▶ [THE TASK]: Render the data below as a numbered list with one entry per line, skipping blank lines. Leave the picture out of your answer.
----------
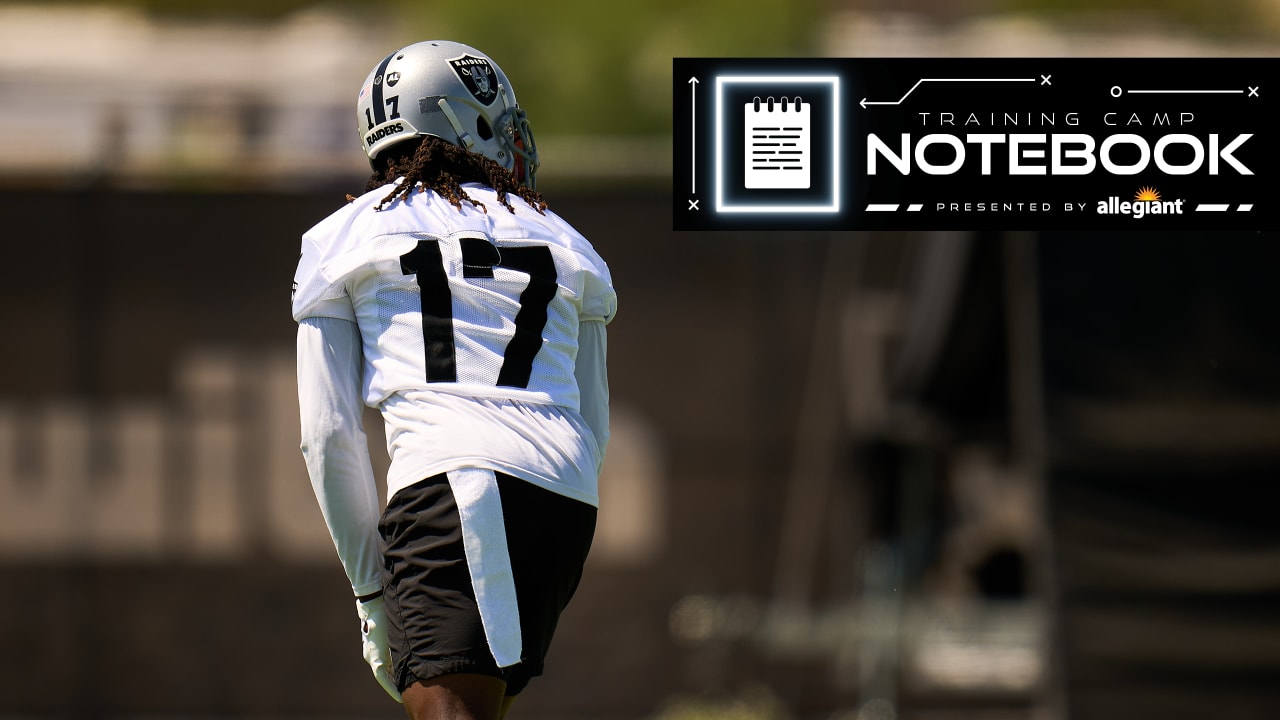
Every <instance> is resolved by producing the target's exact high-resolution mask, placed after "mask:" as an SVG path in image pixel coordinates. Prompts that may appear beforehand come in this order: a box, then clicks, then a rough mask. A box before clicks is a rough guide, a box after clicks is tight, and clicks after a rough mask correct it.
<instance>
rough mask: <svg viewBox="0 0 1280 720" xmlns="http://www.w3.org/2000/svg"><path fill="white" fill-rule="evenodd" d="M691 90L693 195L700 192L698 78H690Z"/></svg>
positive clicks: (690, 130)
mask: <svg viewBox="0 0 1280 720" xmlns="http://www.w3.org/2000/svg"><path fill="white" fill-rule="evenodd" d="M689 90H690V92H691V94H692V104H691V106H690V115H691V118H692V123H691V124H690V138H689V140H690V142H689V147H690V152H691V155H692V156H691V158H690V163H689V192H690V193H691V195H696V193H698V78H696V77H691V78H689Z"/></svg>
----------
▶ [EXERCISE RESULT]:
1. Every <instance> is resolved by producing the target's exact high-resolution mask, placed after "mask:" as an SVG path in image pixel coordinates. Prompts that may appear beforehand come in this order: a box, then clicks, then a rough mask. A box before clicks is a rough guide, a box after clicks is tight, and clicks after a rough mask correct it.
2. <instance>
3. rough mask: <svg viewBox="0 0 1280 720" xmlns="http://www.w3.org/2000/svg"><path fill="white" fill-rule="evenodd" d="M691 90L693 195L700 192L698 78H690Z"/></svg>
4. positive clicks: (690, 130)
5. mask: <svg viewBox="0 0 1280 720" xmlns="http://www.w3.org/2000/svg"><path fill="white" fill-rule="evenodd" d="M689 90H690V92H691V94H692V104H691V106H690V115H691V118H692V123H691V124H690V138H689V140H690V142H689V147H690V152H691V155H692V156H691V158H690V163H689V192H690V193H691V195H696V193H698V78H696V77H691V78H689Z"/></svg>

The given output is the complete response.